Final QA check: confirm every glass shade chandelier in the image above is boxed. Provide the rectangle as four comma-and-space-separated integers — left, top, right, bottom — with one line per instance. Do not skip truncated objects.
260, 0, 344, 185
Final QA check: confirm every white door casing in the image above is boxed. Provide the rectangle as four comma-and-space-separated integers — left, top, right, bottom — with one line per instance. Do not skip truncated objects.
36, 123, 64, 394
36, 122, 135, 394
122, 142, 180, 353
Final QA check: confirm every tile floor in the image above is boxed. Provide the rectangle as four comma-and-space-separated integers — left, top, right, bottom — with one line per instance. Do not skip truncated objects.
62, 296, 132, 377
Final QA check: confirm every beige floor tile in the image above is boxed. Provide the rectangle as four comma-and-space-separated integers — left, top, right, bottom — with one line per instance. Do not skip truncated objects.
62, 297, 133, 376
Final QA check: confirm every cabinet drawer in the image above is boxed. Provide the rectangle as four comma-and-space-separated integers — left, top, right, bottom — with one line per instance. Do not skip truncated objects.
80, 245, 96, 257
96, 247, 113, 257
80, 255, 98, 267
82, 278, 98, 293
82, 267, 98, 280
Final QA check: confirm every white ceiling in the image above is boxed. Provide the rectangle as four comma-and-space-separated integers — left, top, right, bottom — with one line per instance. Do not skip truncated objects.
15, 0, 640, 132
************
* [Required task]
Rewrite everything from the line containing "Final QA check: confirm every tile" down to the last line of the entries above as a numbered list, leaving out any blank lines.

* [Final result]
1. Final QA check: confirm every tile floor in the image above is boxed. Provide the rectangle as four comma-and-space-separated integers — left, top, right, bottom — with one line per instance. Do not skip truncated objects.
2. 62, 296, 132, 377
3. Final QA check: confirm every beige floor tile in the image above is boxed. Provide the rectangle as four comma-and-space-separated integers — left, top, right, bottom — with one line per instance. Do not skip truncated objects.
4. 62, 297, 133, 376
5. Final QA check: confirm every cabinet drawer in the image above is boxed. Provide the rectangle as four comma-and-space-separated integers — left, top, right, bottom — with one line per instance. Do not skip truncated objects.
6. 80, 245, 96, 257
7. 96, 247, 113, 257
8. 80, 255, 98, 267
9. 82, 278, 98, 293
10. 82, 267, 98, 280
11. Final QA check: confirm every white ceiling in the image above is boxed. Provide the rectangle as four comma-and-space-separated integers — left, top, right, bottom — with one line per instance. Do not skip truncated objects.
12. 15, 0, 640, 132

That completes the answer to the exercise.